## Reading text
D.C. stadium frees Orioles to return focus to Baltimore

April 08, 2008|By George Weigel

Washington has freed the Birds.

I say that as a native Baltimorean who's spent nearly a quarter-century toiling in the Potomac fever swamps. The reason why has to do with the opening of Nationals Park in D.C. - an event treated by my neighbors as analogous to the debut of a new and improved Chartres Cathedral.

So, how is this a liberation for Baltimore?

First of all, Nationals Park should free Baltimoreans from their perennial inferiority complex. The new D.C. facility is simply not in the same league - either figuratively or literally - with Camden Yards. Yes, the sight lines at the new ballpark are terrific. But nothing else is. Once you're inside, the park's connection to the city simply disappears; sitting just above the Nats' bullpen on opening night, I could just as well have been in Reston, Hagerstown, or Omaha, judging from what I could see.

Camden Yards is far better integrated into the cityscape, far more redolent of real baseball - as distinguished from the "entertainment experience" - and far more intimate (how Nationals Park has 7,000 fewer seats and manages to feel much bigger is a mystery).

Then there is the liberation of the Orioles as a franchise. Since the expansion Senators bolted to the interstate mixing bowl of Arlington, Texas, in 1971, the Orioles have tried to be a "regional franchise" serving two metropolitan areas. This had the benefit of drawing considerable numbers of Washingtonians to a real city, but it depleted the Orioles' identity-capital.

## Dataset section
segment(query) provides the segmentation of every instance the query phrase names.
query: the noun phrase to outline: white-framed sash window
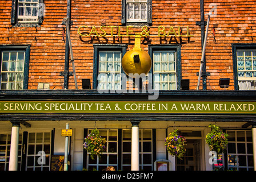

## What to work on
(A) According to the column on Nationals Park and the Orioles, how many fewer seats does Nationals Park have than Camden Yards?
(B) Carry the column on Nationals Park and the Orioles further, picking up after its final sentence.
The material can be set aside entirely.

## Answer set
(A) 7,000 fewer seats.

(B)
The downside was neatly captured in an e-mail I recently received from a fierce Baltimorean, who deplored the notion of the Orioles as a "regional" entity: "A `region' to me is the left side of the infield that Aparicio and Brooks and Belanger and Cal protected with the finest leatherwork ever put on display. What a privilege it was to have that as our own."

Amen. With the Washington market monkey off their backs, the Baltimore Orioles can now reclaim that pride of ownership. So put "Baltimore" back on the road jerseys (in black, please; orange-on-grey is really tacky). Put "Baltimore" back in the logo and the rest of the corporate branding. Encourage the players to live in the city (Aubrey Huff, call your real estate agent). Beg, borrow, or steal Jon Miller - the best play-by-play man ever - from the Giants and bring him back where he belongs. Give Brooks Robinson a place in the organization.

If the Golden Age of the modern Orioles was 1960-1971, the Silver Age quickly followed, in the late 1970s and early 1980s, culminating in the 1983 World Series win. No one put the Silver Age Orioles on the national media radar screen like Thomas Boswell of - forgive me - The Washington Post. But even the ultra-Washingtonian Mr. Boswell recognized that what made the Orioles great, not just as a baseball team but as an exemplar of hard-working excellence, was their rootedness in the sometimes hardscrabble life of Baltimore and their distance from the fleshpots of Capitol Hill and K Street.

That rootedness can be reclaimed, now that the siren song of Washington marketing and "regionalism" has, necessarily, abated. With it, one hopes, has also gone the temptation to play roulette in the free agent market, with potentially unhappy results like Albert Belle, the ultimate un-Oriole, whose signing was made possible in part by all that D.C. money flowing into the Patapsco basin.

So let the Baltimore Orioles rebuild from the inside out, just as Lee MacPhail and Harry Dalton did in the 1950s and 1960s. That's what the Nats are doing. How sweet it would be to beat them in the 2012 World Series, played at either end of the Baltimore-Washington Parkway.

George Weigel is Distinguished Senior Fellow of the Ethics and Public Policy Center, the author, most recently, of "Faith, Reason, and the War Against Jihadism," and an Orioles fan since 1957. His e-mail is gsweigel@aol.com.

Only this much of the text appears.